> _WHAT THE TASK ASKS_
Reproduce each of the entries that follow, exactly.

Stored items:

<<<<

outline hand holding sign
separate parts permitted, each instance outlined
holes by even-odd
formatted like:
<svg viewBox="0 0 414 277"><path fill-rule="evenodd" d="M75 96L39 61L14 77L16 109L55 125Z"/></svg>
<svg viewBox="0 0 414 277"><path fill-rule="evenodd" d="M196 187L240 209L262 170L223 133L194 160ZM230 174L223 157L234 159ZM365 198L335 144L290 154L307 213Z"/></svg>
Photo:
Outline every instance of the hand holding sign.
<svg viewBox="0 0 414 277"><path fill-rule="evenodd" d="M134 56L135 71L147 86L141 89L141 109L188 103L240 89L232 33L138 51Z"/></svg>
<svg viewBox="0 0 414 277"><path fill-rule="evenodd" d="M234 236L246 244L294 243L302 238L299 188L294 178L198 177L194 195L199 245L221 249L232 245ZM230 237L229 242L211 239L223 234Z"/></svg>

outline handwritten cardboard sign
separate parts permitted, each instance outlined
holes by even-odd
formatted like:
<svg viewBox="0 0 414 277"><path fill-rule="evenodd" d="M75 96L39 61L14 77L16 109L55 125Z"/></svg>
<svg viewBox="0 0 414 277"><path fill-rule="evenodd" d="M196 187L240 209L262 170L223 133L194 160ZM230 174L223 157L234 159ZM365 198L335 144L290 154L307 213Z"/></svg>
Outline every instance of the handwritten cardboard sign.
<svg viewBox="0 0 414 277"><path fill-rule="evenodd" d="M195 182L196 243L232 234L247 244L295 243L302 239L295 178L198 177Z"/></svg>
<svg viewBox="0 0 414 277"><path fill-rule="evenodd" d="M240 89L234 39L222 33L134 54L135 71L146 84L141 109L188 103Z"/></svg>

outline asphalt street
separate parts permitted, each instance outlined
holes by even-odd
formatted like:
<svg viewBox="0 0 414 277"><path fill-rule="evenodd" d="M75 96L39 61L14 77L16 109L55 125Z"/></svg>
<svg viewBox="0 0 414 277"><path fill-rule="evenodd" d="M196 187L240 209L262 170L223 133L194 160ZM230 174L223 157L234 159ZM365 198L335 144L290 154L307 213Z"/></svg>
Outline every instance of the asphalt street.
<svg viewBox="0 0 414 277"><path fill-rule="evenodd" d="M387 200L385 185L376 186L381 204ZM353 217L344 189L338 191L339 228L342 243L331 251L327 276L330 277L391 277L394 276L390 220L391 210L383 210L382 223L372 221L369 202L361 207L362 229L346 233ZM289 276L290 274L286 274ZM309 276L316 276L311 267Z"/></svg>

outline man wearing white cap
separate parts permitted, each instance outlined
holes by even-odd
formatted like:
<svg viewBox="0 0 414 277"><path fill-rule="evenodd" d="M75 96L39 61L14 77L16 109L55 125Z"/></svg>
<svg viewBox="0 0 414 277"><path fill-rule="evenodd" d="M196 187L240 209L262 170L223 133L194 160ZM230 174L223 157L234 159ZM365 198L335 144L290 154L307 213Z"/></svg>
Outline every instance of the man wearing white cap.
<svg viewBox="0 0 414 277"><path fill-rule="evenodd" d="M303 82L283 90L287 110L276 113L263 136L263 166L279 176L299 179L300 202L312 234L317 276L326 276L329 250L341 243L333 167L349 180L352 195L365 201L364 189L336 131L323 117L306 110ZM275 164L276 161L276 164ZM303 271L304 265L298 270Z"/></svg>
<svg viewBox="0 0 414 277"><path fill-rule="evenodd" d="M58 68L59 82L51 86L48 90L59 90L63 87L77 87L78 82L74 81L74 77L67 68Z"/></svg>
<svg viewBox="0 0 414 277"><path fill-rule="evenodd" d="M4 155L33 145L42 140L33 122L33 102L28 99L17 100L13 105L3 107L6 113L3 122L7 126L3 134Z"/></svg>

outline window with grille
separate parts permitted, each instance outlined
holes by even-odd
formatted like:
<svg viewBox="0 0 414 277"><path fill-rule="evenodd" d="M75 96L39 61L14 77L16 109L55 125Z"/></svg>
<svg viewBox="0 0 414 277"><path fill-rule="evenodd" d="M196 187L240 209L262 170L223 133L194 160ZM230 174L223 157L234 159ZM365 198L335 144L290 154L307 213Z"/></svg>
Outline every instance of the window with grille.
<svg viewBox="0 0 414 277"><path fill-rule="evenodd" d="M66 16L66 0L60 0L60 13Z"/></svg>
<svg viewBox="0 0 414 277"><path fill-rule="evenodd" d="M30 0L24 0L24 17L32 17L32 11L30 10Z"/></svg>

>>>>

> _COMPLETED TASK_
outline hand holding sign
separate parts permitted, each instance outlined
holes by even-odd
formatted like:
<svg viewBox="0 0 414 277"><path fill-rule="evenodd" d="M75 96L39 61L14 77L16 109L55 125Z"/></svg>
<svg viewBox="0 0 414 277"><path fill-rule="evenodd" d="M196 187L240 209L262 170L223 133L194 160ZM230 174L223 157L234 159ZM365 198L335 144L290 154L307 213Z"/></svg>
Photo:
Outline every instance of the hand holding sign.
<svg viewBox="0 0 414 277"><path fill-rule="evenodd" d="M134 56L135 71L147 86L141 89L141 109L188 103L240 89L232 33L138 51Z"/></svg>
<svg viewBox="0 0 414 277"><path fill-rule="evenodd" d="M234 236L246 244L294 243L302 238L299 188L294 178L198 177L194 195L199 245L221 249L232 245ZM230 237L229 242L211 239L223 234Z"/></svg>

outline handwritten cardboard sign
separate parts permitted, each instance outlined
holes by even-odd
formatted like:
<svg viewBox="0 0 414 277"><path fill-rule="evenodd" d="M75 96L39 61L14 77L16 109L55 125Z"/></svg>
<svg viewBox="0 0 414 277"><path fill-rule="evenodd" d="M196 187L240 209L262 170L223 133L194 160ZM230 174L223 157L234 159ZM365 198L335 144L290 154L307 213Z"/></svg>
Outline every instance of the handwritten cardboard sign.
<svg viewBox="0 0 414 277"><path fill-rule="evenodd" d="M195 182L196 243L232 234L247 244L295 243L302 239L295 178L198 177Z"/></svg>
<svg viewBox="0 0 414 277"><path fill-rule="evenodd" d="M240 89L234 39L222 33L134 54L135 71L146 84L141 109L188 103Z"/></svg>

outline asphalt street
separate parts permitted, each instance outlined
holes by even-odd
formatted like:
<svg viewBox="0 0 414 277"><path fill-rule="evenodd" d="M75 96L39 61L14 77L16 109L55 125Z"/></svg>
<svg viewBox="0 0 414 277"><path fill-rule="evenodd" d="M196 187L240 209L262 170L223 133L194 160ZM230 174L223 157L234 159ZM365 198L335 144L290 154L307 213Z"/></svg>
Outline every instance of the asphalt street.
<svg viewBox="0 0 414 277"><path fill-rule="evenodd" d="M387 200L385 185L376 186L381 204ZM353 217L344 189L338 191L339 228L342 243L331 251L327 276L330 277L391 277L394 276L390 220L391 210L383 210L382 223L372 221L369 202L361 207L362 229L346 233ZM289 276L290 274L286 274ZM309 276L316 276L311 267Z"/></svg>

outline man wearing white cap
separate parts permitted, each instance outlined
holes by even-odd
formatted like:
<svg viewBox="0 0 414 277"><path fill-rule="evenodd" d="M75 96L39 61L14 77L16 109L55 125Z"/></svg>
<svg viewBox="0 0 414 277"><path fill-rule="evenodd" d="M196 187L240 209L262 170L223 133L194 160ZM230 174L223 157L234 159ZM365 198L335 144L290 154L307 213Z"/></svg>
Outline every instance of the man wearing white cap.
<svg viewBox="0 0 414 277"><path fill-rule="evenodd" d="M303 82L283 90L287 110L276 113L263 136L263 166L279 176L299 179L300 202L312 234L317 276L326 276L329 250L341 243L333 167L349 180L352 195L365 201L364 189L336 131L323 117L306 110ZM275 164L276 161L276 164ZM303 271L304 265L298 270Z"/></svg>
<svg viewBox="0 0 414 277"><path fill-rule="evenodd" d="M58 68L59 82L51 86L48 90L59 90L63 87L77 87L78 82L74 81L74 77L67 68Z"/></svg>
<svg viewBox="0 0 414 277"><path fill-rule="evenodd" d="M4 155L33 145L42 140L33 122L33 102L28 99L17 100L13 105L3 107L6 113L3 122L7 126L3 134Z"/></svg>

outline window with grille
separate parts permitted, each instance outlined
holes by even-odd
formatted like:
<svg viewBox="0 0 414 277"><path fill-rule="evenodd" d="M75 96L39 61L14 77L16 109L55 125Z"/></svg>
<svg viewBox="0 0 414 277"><path fill-rule="evenodd" d="M196 187L240 209L262 170L223 133L194 160ZM230 174L223 157L234 159ZM365 198L335 144L290 154L307 213Z"/></svg>
Outline every instance of the window with grille.
<svg viewBox="0 0 414 277"><path fill-rule="evenodd" d="M66 16L66 0L60 0L60 13Z"/></svg>
<svg viewBox="0 0 414 277"><path fill-rule="evenodd" d="M30 0L24 0L24 17L32 17L32 11L30 10Z"/></svg>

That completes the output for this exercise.